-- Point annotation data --
########################################
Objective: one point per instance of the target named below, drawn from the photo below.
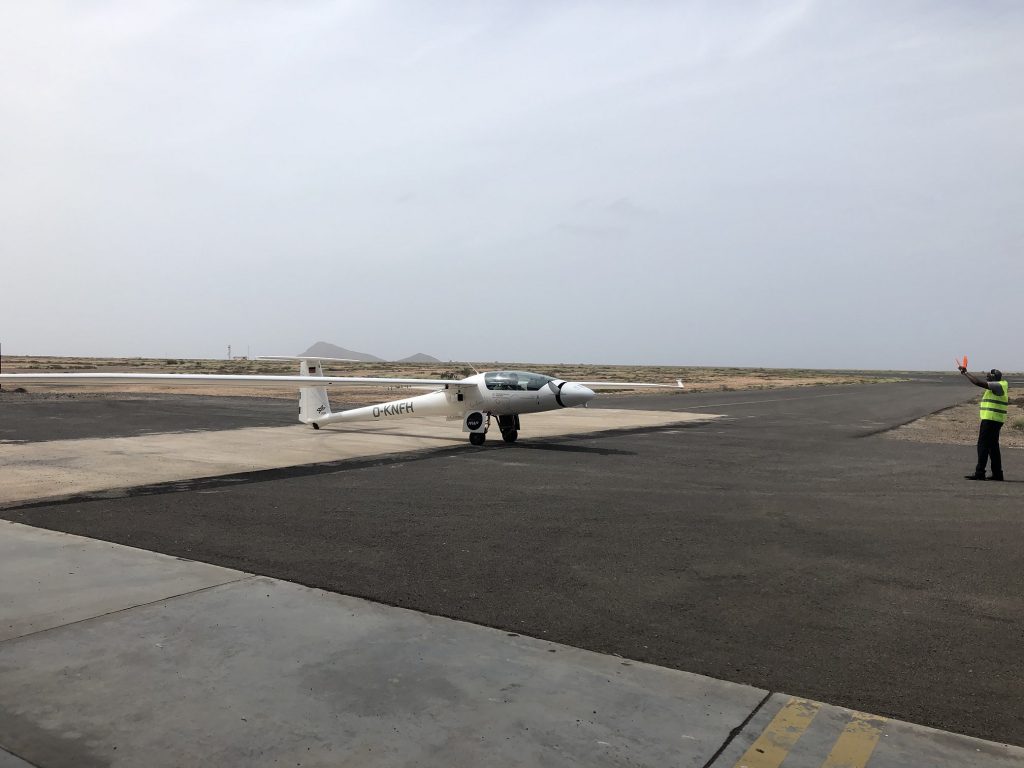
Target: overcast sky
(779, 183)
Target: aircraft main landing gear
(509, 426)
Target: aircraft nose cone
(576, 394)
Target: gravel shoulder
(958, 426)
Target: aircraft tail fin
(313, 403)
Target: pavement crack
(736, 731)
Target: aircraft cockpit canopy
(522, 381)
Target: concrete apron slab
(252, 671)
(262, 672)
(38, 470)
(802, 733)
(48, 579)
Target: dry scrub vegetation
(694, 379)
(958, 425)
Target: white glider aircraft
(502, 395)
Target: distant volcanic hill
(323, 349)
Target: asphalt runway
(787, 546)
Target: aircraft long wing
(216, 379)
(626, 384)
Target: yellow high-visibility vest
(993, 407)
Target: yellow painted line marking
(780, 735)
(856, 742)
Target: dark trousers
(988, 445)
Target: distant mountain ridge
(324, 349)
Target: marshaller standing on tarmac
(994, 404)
########################################
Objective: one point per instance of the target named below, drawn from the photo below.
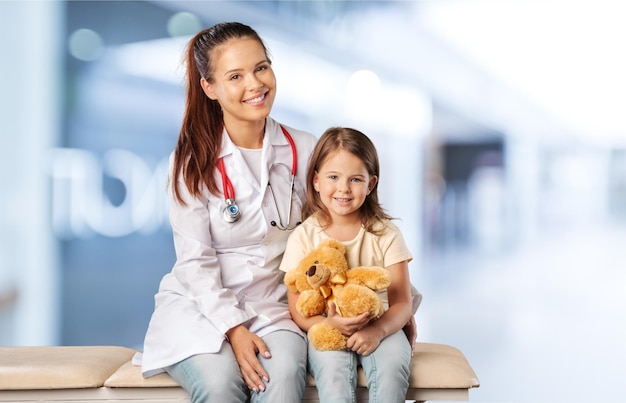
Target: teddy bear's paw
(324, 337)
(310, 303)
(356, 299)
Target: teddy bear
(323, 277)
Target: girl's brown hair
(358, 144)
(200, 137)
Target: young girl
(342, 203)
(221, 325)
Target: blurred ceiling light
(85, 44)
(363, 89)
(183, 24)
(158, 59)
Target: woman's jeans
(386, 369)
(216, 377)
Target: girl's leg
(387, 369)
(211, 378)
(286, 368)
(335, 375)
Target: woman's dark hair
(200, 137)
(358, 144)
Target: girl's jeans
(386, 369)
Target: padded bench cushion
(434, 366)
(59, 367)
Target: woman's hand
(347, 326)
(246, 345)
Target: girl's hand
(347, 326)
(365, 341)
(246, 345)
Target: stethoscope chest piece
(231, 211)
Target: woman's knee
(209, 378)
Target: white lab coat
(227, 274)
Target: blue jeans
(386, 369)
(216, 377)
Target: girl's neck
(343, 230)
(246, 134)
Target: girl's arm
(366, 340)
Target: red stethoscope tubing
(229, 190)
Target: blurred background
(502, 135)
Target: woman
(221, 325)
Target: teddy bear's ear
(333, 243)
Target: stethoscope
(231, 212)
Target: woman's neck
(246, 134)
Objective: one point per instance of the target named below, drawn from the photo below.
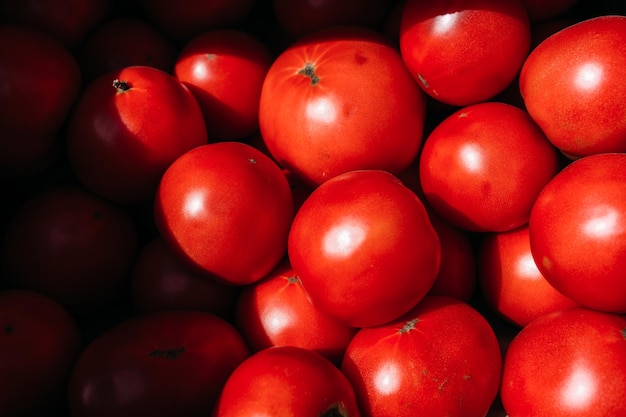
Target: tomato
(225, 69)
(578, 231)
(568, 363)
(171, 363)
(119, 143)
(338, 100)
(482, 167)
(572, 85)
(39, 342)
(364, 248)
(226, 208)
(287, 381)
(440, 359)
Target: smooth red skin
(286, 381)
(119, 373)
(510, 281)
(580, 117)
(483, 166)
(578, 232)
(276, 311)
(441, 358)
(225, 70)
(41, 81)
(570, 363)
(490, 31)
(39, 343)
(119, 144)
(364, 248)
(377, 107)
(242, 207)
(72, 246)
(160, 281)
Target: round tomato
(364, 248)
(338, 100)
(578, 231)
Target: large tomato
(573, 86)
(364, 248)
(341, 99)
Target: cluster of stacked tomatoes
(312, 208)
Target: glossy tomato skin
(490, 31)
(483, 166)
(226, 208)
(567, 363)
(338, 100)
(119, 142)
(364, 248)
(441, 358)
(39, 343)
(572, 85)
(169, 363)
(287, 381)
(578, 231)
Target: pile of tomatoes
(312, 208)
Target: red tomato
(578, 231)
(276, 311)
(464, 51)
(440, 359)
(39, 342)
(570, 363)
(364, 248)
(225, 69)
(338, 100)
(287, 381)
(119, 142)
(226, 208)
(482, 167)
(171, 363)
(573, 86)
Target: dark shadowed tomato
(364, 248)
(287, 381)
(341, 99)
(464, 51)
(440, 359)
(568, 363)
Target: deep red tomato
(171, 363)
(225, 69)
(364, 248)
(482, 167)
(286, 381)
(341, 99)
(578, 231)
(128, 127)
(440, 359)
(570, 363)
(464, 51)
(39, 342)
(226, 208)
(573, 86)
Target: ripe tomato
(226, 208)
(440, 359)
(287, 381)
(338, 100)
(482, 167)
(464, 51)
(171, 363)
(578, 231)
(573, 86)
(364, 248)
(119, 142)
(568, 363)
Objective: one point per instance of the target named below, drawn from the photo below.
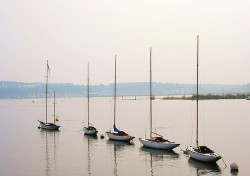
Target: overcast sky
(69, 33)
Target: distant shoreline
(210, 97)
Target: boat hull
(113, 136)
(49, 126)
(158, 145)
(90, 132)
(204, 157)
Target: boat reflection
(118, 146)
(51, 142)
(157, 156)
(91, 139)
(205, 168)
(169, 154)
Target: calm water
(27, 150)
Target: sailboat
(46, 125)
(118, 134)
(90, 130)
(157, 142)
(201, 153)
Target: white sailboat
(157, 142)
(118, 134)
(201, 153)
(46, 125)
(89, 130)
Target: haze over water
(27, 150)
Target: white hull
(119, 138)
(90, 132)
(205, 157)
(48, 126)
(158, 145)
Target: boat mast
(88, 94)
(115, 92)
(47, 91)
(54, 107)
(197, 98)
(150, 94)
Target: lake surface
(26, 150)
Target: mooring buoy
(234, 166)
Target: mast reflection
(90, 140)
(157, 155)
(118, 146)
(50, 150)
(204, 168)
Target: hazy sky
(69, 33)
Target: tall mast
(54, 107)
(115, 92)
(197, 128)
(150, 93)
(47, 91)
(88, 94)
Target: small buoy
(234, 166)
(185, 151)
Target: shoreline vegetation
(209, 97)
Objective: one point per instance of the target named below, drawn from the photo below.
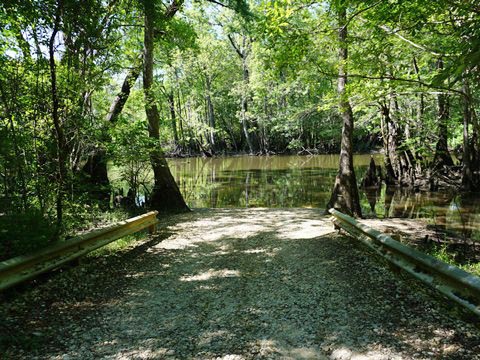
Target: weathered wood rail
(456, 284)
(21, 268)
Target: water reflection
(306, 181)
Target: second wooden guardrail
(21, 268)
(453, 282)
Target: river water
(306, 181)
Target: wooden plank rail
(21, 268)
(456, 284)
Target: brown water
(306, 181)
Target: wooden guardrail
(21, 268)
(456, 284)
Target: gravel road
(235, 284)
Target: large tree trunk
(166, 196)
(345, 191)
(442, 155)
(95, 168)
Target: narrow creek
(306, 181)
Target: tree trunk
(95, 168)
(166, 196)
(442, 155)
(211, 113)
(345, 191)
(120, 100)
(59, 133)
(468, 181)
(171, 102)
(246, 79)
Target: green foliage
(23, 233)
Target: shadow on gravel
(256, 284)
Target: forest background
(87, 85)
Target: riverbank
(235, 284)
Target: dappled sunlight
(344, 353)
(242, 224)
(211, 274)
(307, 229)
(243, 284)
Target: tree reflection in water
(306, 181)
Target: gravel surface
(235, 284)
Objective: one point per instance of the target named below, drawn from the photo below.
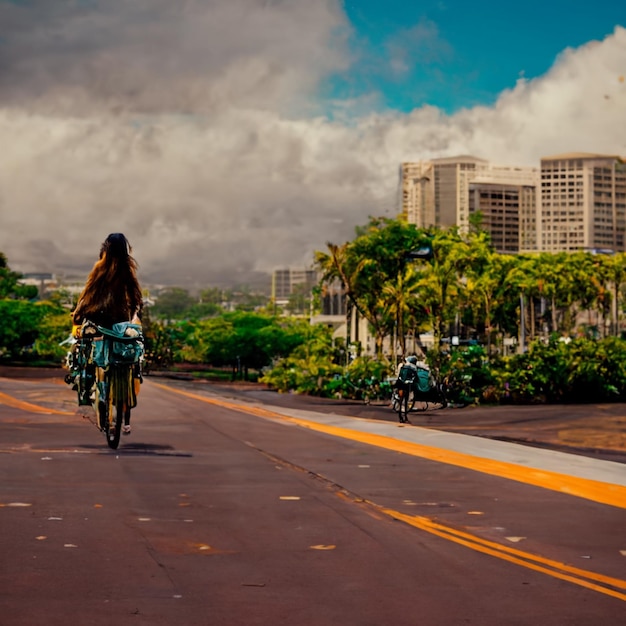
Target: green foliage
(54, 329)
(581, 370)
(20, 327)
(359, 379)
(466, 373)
########################################
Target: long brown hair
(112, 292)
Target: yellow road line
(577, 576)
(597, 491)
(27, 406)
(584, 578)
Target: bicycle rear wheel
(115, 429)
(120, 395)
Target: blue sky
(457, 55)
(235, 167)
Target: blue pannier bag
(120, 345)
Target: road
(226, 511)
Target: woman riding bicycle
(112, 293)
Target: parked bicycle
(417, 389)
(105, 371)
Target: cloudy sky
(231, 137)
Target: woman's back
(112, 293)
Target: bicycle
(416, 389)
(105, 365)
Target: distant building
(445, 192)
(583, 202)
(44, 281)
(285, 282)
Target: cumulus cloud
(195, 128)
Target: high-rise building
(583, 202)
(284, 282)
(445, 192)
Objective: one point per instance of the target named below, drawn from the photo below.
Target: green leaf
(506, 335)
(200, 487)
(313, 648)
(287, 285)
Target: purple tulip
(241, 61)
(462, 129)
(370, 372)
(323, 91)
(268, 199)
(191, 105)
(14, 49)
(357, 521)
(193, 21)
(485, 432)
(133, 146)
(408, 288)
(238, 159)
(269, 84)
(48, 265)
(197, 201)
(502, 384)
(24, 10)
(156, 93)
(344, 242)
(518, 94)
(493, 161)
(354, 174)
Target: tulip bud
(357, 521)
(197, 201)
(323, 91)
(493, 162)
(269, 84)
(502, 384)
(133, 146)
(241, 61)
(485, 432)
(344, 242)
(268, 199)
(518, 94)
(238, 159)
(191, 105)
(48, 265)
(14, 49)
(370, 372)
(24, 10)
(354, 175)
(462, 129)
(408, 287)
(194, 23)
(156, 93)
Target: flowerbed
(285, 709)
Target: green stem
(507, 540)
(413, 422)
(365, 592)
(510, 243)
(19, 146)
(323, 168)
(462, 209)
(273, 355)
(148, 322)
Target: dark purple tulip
########################################
-- Goal --
How many lines of the data above contain the string "bicycle"? Case counts. Reply with the number only.

-- Problem solution --
4